══ DATI ESTRATTI

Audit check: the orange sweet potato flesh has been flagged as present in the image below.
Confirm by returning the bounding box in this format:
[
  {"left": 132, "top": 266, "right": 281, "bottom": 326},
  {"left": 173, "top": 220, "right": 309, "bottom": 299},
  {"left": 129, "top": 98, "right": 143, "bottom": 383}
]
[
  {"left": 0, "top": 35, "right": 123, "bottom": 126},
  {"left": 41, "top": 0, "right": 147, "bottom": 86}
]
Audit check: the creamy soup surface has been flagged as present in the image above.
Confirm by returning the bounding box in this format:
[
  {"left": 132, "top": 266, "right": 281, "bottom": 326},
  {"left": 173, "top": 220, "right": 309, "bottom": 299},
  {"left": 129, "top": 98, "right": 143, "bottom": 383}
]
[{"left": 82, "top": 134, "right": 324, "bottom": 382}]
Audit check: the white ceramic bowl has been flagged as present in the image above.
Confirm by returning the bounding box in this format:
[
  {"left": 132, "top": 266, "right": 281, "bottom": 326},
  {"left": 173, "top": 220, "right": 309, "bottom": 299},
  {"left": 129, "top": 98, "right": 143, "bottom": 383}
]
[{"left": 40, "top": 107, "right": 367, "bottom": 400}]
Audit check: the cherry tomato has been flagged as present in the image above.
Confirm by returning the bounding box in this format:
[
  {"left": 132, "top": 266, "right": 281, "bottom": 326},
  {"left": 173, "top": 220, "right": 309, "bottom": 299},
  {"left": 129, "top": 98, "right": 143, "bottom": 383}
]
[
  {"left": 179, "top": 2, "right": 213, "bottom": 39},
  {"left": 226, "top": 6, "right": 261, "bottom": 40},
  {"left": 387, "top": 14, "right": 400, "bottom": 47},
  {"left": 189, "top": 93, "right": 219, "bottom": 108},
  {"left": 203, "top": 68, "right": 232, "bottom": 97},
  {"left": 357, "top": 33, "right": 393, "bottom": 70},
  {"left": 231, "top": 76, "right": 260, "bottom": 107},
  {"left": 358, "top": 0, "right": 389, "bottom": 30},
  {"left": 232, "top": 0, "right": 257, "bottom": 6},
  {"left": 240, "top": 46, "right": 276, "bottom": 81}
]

════

▶ **LAVORO DA SVOLGERE**: Ripeti parola per parola tutte le voci riportate sopra, senza alcuna modifica.

▶ **SOLUZIONE DEL PROBLEMA**:
Audit check: the orange sweet potato flesh has been flagged as present in the image below.
Confirm by returning the bounding box in this format:
[
  {"left": 132, "top": 266, "right": 281, "bottom": 326},
  {"left": 173, "top": 220, "right": 309, "bottom": 299},
  {"left": 129, "top": 98, "right": 143, "bottom": 383}
]
[
  {"left": 0, "top": 35, "right": 123, "bottom": 126},
  {"left": 41, "top": 0, "right": 147, "bottom": 86}
]
Audit check: the creamy soup surface has been flagged as present in the image above.
Confirm by returning the bounding box in this format:
[
  {"left": 132, "top": 266, "right": 281, "bottom": 326},
  {"left": 173, "top": 220, "right": 309, "bottom": 299},
  {"left": 129, "top": 98, "right": 143, "bottom": 383}
]
[{"left": 82, "top": 134, "right": 324, "bottom": 382}]
Audit check: the white ceramic bowl has been flagged as present in the image above.
Confirm by returning the bounding box in this format:
[
  {"left": 132, "top": 266, "right": 281, "bottom": 326},
  {"left": 173, "top": 220, "right": 309, "bottom": 299},
  {"left": 129, "top": 98, "right": 143, "bottom": 383}
]
[{"left": 40, "top": 107, "right": 367, "bottom": 400}]
Audit check: the cherry tomato has been flagged as present in the image above.
Confirm by returning the bounding box in this format:
[
  {"left": 132, "top": 266, "right": 281, "bottom": 326},
  {"left": 173, "top": 220, "right": 309, "bottom": 299},
  {"left": 129, "top": 98, "right": 143, "bottom": 383}
]
[
  {"left": 179, "top": 2, "right": 213, "bottom": 39},
  {"left": 226, "top": 6, "right": 261, "bottom": 40},
  {"left": 387, "top": 14, "right": 400, "bottom": 47},
  {"left": 189, "top": 93, "right": 219, "bottom": 108},
  {"left": 203, "top": 68, "right": 232, "bottom": 97},
  {"left": 357, "top": 33, "right": 393, "bottom": 70},
  {"left": 231, "top": 76, "right": 260, "bottom": 107},
  {"left": 358, "top": 0, "right": 389, "bottom": 30},
  {"left": 232, "top": 0, "right": 257, "bottom": 6},
  {"left": 240, "top": 46, "right": 276, "bottom": 81}
]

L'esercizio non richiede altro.